## Goal
Copy the rows from the line with "Exercise. Point out the green herb" through the end of the rows, replacing "drop" with "place" and leaving everything else unchanged. Omit the pictures.

## Excerpts from point annotation data
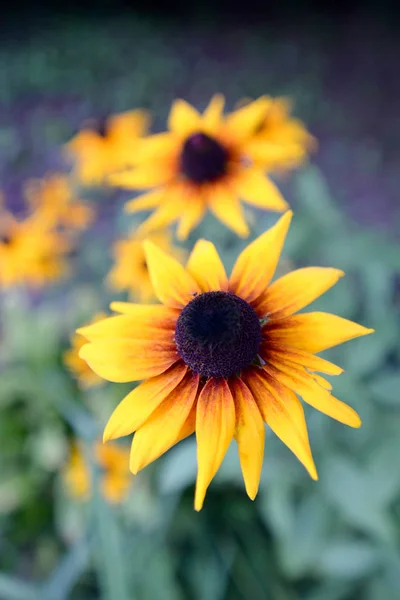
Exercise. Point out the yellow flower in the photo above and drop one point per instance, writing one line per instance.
(54, 200)
(130, 269)
(76, 365)
(201, 163)
(112, 459)
(221, 356)
(111, 147)
(30, 252)
(281, 142)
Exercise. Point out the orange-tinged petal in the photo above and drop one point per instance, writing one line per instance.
(286, 354)
(146, 201)
(143, 176)
(316, 396)
(215, 426)
(183, 119)
(145, 311)
(213, 114)
(224, 204)
(314, 332)
(297, 289)
(243, 123)
(122, 360)
(163, 428)
(172, 284)
(249, 434)
(191, 215)
(206, 267)
(257, 189)
(256, 265)
(153, 322)
(141, 402)
(284, 414)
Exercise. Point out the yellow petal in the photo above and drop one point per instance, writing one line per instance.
(314, 332)
(172, 284)
(206, 267)
(215, 426)
(141, 402)
(243, 123)
(163, 428)
(296, 290)
(286, 354)
(122, 360)
(171, 209)
(146, 201)
(257, 189)
(316, 396)
(143, 176)
(213, 114)
(153, 322)
(190, 216)
(183, 119)
(146, 312)
(224, 204)
(284, 414)
(249, 434)
(256, 265)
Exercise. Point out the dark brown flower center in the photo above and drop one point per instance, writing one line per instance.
(218, 334)
(203, 159)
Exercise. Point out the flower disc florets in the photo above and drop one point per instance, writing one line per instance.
(218, 334)
(203, 159)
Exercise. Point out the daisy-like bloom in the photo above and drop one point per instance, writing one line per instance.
(130, 270)
(54, 199)
(281, 142)
(221, 356)
(113, 460)
(76, 365)
(202, 162)
(31, 253)
(109, 147)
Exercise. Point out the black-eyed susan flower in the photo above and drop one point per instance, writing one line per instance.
(53, 199)
(222, 356)
(76, 365)
(201, 163)
(281, 142)
(31, 253)
(130, 271)
(106, 147)
(112, 460)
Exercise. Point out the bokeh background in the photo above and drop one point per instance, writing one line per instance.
(338, 539)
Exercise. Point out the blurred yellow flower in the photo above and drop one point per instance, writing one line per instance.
(281, 142)
(201, 163)
(130, 269)
(53, 198)
(77, 366)
(109, 148)
(115, 479)
(31, 253)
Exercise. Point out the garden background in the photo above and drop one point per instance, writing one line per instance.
(338, 539)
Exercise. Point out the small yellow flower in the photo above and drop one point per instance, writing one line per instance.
(113, 460)
(281, 142)
(222, 356)
(130, 269)
(76, 365)
(202, 162)
(109, 148)
(53, 199)
(31, 253)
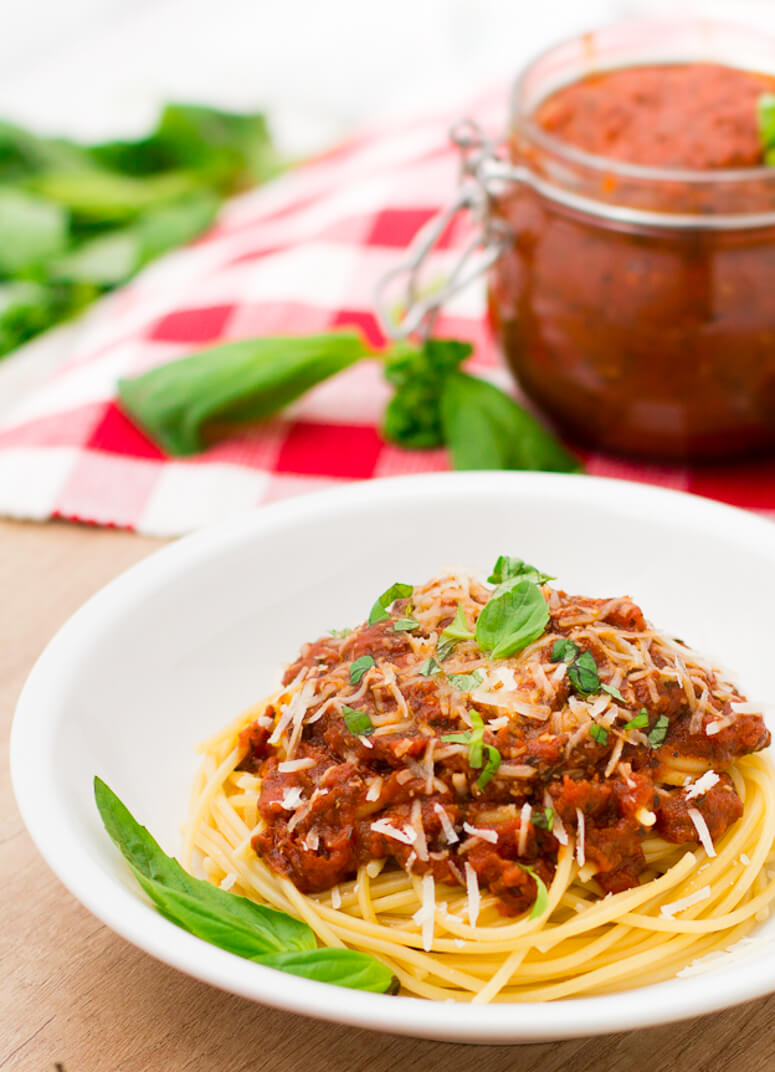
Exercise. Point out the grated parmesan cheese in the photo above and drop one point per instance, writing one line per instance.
(702, 832)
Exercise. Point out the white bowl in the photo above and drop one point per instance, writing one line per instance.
(175, 648)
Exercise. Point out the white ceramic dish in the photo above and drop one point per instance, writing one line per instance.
(172, 650)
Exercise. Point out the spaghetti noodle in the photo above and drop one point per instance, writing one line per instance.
(626, 828)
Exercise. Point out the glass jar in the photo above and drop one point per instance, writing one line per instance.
(636, 306)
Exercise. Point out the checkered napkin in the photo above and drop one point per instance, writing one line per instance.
(300, 255)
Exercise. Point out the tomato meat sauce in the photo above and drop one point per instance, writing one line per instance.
(635, 332)
(444, 760)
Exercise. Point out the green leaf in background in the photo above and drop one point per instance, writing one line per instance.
(413, 417)
(511, 620)
(31, 229)
(765, 122)
(112, 258)
(485, 429)
(232, 384)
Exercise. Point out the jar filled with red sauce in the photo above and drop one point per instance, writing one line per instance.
(636, 301)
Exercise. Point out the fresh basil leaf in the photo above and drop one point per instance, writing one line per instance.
(507, 569)
(485, 429)
(765, 123)
(658, 731)
(640, 721)
(215, 910)
(230, 384)
(450, 635)
(541, 901)
(491, 765)
(564, 651)
(358, 668)
(397, 591)
(511, 620)
(598, 733)
(358, 723)
(340, 967)
(583, 675)
(465, 682)
(413, 417)
(31, 229)
(544, 819)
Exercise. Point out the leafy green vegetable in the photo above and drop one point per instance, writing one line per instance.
(598, 733)
(428, 668)
(357, 721)
(564, 651)
(541, 901)
(583, 675)
(765, 122)
(544, 818)
(640, 721)
(491, 765)
(341, 967)
(465, 682)
(413, 416)
(236, 924)
(165, 880)
(658, 731)
(507, 569)
(397, 591)
(358, 668)
(233, 383)
(450, 635)
(485, 429)
(511, 620)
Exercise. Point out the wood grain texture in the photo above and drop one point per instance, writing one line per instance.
(73, 993)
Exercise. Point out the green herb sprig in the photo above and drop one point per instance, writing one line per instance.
(183, 404)
(238, 925)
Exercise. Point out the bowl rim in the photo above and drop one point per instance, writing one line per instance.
(64, 845)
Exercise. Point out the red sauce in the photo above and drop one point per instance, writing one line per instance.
(654, 341)
(353, 780)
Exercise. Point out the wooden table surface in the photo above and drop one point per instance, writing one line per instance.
(76, 997)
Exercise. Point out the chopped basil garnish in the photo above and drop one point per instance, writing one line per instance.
(639, 723)
(564, 651)
(511, 620)
(429, 668)
(465, 682)
(397, 591)
(507, 568)
(458, 629)
(358, 668)
(544, 819)
(583, 675)
(357, 721)
(598, 733)
(658, 731)
(491, 765)
(541, 901)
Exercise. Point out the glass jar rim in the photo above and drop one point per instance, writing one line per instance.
(608, 165)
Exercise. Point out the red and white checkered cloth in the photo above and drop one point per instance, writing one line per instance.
(300, 255)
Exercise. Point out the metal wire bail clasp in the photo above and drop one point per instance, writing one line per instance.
(481, 175)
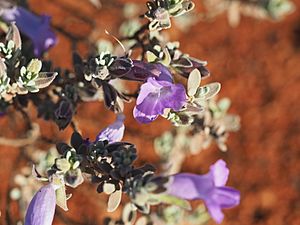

## Output of the exercise
Exercise. Point out the green herb sprig in the photo above and place one point per instance, writing one line per instance.
(183, 404)
(238, 925)
Exercise. Point out the bowl rim in the photo above and place one point per instance, writing one line per instance.
(64, 845)
Exercise. Point out the red sauce in the photo above and place one point per instance, writing one line per instance.
(654, 341)
(353, 780)
Exercise. Point out the wooden table surface in the photo above and place one point per instance, writing one line per instance.
(76, 997)
Exercise. Point out the chopped basil garnish in the photo above and place one point per instance, writing one line per instance.
(639, 723)
(564, 651)
(511, 620)
(429, 668)
(465, 682)
(397, 591)
(507, 568)
(458, 629)
(358, 668)
(544, 819)
(583, 675)
(357, 721)
(598, 733)
(658, 731)
(491, 765)
(541, 901)
Exercise. Point out the glass jar rim in the photo above and place one point per instance, writing one line per instance.
(608, 165)
Exercise. Point out the red and white checkered cloth in the photo above and place one point per instance, writing one line per instance.
(300, 255)
Exercise. Point out the metal wire bail clasp in the photo above and place one point per instance, writing one line per instance.
(481, 175)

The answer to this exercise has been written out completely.